Passage –
== == ==

GFX_WRITE_VRAM_ADDR is expensive? (was: code benchmarking)

djcouchycouch · Post by **djcouchycouch** » Thu Mar 15, 2012 2:41 am

Hi,

I've been using getTick()/getSubTick() as suggested in the Code Benchmarking techniques thread, running a thousand iterations and measuring the time it takes. For example, I've been benchmarking a loop that sets a column of tiles at the edge of the screen when the screen scrolls. One surprising thing I noticed is that the calls to GFX_WRITE_VRAM_ADDR and TILE_ATTR_FULL to set the tiles are very expensive.

Running my loop 1000 times and using getSubTick(), I get a benchmark time of 61440 ticks. I've managed to bring it down from around 67000 by using some of the C optimization tricks that were suggested in another thread (thanks for that!). On a whim I commented out the calls to GFX_WRITE_VRAM_ADDR and TILE_ATTR_FULL and the number of ticks dramatically dropped to 6210. I was like "wow!". No matter what else I could optimize on that loop, those calls would still slow it down by a lot.

Are those calls naturally expensive or am I seeing something out of the ordinary?

What can I do to minimize the performance impact?

One idea would be to use DMA, but since I'm writing a column of tiles I'm not sure if that'll work right. But it might if I was writing a row.

More generally, what are the typical techniques on the Megadrive for scrolling for levels that are bigger than the ram available? My background planes are 64x64 but my foreground is 256x64. Obviously, my current techniques are very slow.

Thanks!
DJCC

Shiru · Post by **Shiru** » Thu Mar 15, 2012 2:56 am

These aren't calls, actually, as you can see there is nothing that could be that slow:

Code: Select all

#define GFX_WRITE_VRAM_ADDR(adr)    ((0x4000 + ((adr) & 0x3FFF)) << 16) + (((adr) >> 14) | 0x00)

#define TILE_ATTR(pal, pri, flipV, flipH)   (((flipH) << 11) + ((flipV) << 12) + ((pal) << 13) + ((pri) << 15))

So probably you have some other problem?

Stef · Post by **Stef** » Thu Mar 15, 2012 9:27 am

Shiru wrote:These aren't calls, actually, as you can see there is nothing that could be that slow:
Code: Select all
#define GFX_WRITE_VRAM_ADDR(adr)    ((0x4000 + ((adr) & 0x3FFF)) << 16) + (((adr) >> 14) | 0x00)

#define TILE_ATTR(pal, pri, flipV, flipH)   (((flipH) << 11) + ((flipV) << 12) + ((pal) << 13) + ((pri) << 15))
So probably you have some other problem?

In the last SGDK i replaced the GFX_WRITE_VRAM_ADDR macro :

Code: Select all

#define GFX_WRITE_VRAM_ADDR(adr)    vramwrite_tab[adr]

So if you have many calls to GFX_WRITE_VRAM_ADDR it can speeds up your code a bit but as that lookup table cost 256 KB of ROM space and many people complained about minimum rom size i will make it optional in the next version (as it was initially)

== == ==

Tasks to complete –
(A) Answer these questions using the forum thread about GFX_WRITE_VRAM_ADDR:
(i) What benchmark time, in ticks, did the 1000-iteration loop give after the C optimization tricks were applied?
(ii) What are the sizes of the background planes and of the foreground?
(iii) How much ROM space does the lookup table used by the new GFX_WRITE_VRAM_ADDR macro take?
(B) Extend the forum thread about GFX_WRITE_VRAM_ADDR with the next post, picking up after its last sentence.

== == ==

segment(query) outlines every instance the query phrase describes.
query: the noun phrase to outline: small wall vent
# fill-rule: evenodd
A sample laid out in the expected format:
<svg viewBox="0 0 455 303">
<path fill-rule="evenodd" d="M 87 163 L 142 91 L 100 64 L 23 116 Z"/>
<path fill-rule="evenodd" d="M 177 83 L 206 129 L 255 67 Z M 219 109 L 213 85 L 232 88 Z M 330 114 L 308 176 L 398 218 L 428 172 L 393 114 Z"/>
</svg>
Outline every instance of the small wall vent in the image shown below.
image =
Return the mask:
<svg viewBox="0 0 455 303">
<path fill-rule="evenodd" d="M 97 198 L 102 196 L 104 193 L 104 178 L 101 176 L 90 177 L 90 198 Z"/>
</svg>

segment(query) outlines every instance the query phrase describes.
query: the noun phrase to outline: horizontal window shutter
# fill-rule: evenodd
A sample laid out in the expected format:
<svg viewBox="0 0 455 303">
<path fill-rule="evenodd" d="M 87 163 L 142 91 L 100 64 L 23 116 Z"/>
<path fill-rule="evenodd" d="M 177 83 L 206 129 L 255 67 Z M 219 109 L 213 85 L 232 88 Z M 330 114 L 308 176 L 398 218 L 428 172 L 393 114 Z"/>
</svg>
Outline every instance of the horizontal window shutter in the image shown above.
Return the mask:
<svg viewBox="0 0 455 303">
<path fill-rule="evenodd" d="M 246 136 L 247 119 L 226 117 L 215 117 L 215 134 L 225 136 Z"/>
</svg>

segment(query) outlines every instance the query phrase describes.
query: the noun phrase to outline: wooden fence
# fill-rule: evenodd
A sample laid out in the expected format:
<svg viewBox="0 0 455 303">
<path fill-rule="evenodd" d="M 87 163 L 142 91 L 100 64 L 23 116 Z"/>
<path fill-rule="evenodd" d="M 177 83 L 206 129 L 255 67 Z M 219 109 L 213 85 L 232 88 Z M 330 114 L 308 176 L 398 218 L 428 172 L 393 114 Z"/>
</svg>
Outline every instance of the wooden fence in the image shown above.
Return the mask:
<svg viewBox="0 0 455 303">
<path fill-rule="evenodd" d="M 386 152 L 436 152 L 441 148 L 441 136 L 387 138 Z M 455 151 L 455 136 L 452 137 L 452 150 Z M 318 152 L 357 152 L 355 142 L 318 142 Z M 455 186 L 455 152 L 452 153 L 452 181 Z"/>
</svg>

== == ==

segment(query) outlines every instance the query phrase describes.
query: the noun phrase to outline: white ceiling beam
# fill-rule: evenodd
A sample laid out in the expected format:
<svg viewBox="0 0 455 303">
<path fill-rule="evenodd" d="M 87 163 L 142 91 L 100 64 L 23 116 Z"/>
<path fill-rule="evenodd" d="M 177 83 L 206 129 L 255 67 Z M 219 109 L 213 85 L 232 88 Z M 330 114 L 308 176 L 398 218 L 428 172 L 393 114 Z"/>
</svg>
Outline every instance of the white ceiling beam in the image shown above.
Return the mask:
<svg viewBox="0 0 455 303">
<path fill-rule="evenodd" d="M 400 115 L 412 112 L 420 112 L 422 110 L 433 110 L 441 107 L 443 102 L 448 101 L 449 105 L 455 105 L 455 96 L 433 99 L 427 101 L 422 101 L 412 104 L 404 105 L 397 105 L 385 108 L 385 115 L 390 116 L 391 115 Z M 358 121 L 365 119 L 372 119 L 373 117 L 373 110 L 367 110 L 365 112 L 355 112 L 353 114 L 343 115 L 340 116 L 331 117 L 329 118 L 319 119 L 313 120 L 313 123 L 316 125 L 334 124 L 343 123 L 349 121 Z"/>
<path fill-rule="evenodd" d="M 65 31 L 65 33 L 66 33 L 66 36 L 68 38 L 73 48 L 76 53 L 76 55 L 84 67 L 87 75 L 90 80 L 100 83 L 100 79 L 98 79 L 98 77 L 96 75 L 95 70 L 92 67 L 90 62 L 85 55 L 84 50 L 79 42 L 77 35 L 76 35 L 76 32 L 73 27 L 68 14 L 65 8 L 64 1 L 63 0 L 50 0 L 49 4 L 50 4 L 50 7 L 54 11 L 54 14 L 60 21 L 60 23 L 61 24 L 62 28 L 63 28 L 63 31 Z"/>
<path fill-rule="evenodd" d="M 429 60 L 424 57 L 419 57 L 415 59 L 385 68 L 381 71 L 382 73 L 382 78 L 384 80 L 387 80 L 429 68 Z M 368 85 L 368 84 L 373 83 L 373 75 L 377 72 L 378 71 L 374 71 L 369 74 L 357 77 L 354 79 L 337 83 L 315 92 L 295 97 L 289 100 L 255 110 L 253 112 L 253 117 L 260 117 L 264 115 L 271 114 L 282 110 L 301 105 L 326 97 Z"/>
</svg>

== == ==

Answer list –
(A)
(i) 61440 ticks.
(ii) The background planes are 64x64, and the foreground is 256x64.
(iii) 256 KB.

(B)
Anyway as Shiru said, i think there is something wrong in your code... If thoe methods slow down your code this way, it is probably because you call GFX_WRITE_VRAM_ADDR and TILE_ATTR for each single tilemap entry write, which is definitely not the way you have to update your tilemap.

djcouchycouch · Post by **djcouchycouch** » Thu Mar 15, 2012 11:01 am

In the last SGDK i replaced the GFX_WRITE_VRAM_ADDR macro :
Code: Select all
#define GFX_WRITE_VRAM_ADDR(adr)    vramwrite_tab[adr]

Yes, that's the version I have. It is noticeably faster than the version Shiru mentioned.

Anyway as Shiru said, i think there is something wrong in your code... If thoe methods slow down your code this way, it is probably because you call GFX_WRITE_VRAM_ADDR and TILE_ATTR for each single tilemap entry write,

That's exactly what my loop is doing, sadly

which is definitely not the way you have to update your tilemap.

In that case, what would be the best way to do it? As I mentioned earlier, if I were writing a row to the tile map, I think I could use DMA, but in this case I'm writing in a column. So every tile map index I write to needs to be offset by the width of the plane after every write. If there's a much better way of doing it, I'm all ears!

Thanks!
DJCC

TmEE co.(TM) · Post by **TmEE co.(TM)** » Thu Mar 15, 2012 12:23 pm

auto increment register does wonders

djcouchycouch · Post by **djcouchycouch** » Thu Mar 15, 2012 1:32 pm

TmEE co.(TM) wrote:auto increment register does wonders

How would I use that, like this?

// pseudocode-ish code ahead.

// pre-loop setup
plctrl = (u32 *) GFX_CTRL_PORT;
pwdata = (u16 *) GFX_DATA_PORT;

addr = <some location in the plane I want to write to>
*plctrl = GFX_WRITE_VRAM_ADDR(addr); // only calling this once.

VDP_setAutoInc(VDP_getPlanWidth());

// loop!
while (not done)
{
tilenumber = LookUpTileNumber(x, y);
*pwdata = tilenumber; // by doing this the address also automatically increments by the value I specified, going to the next tile address in the column.
}

Would that be right? I'm at work, so I'll test it when I get home tonight.

Stef · Post by **Stef** » Thu Mar 15, 2012 4:46 pm

Yep that's the idea.
Usually you set VRAM address once then you set your to VDP port.
Also you should cache the tile flag instead of setting it at each writes again...

By the way, can't you use the following method ?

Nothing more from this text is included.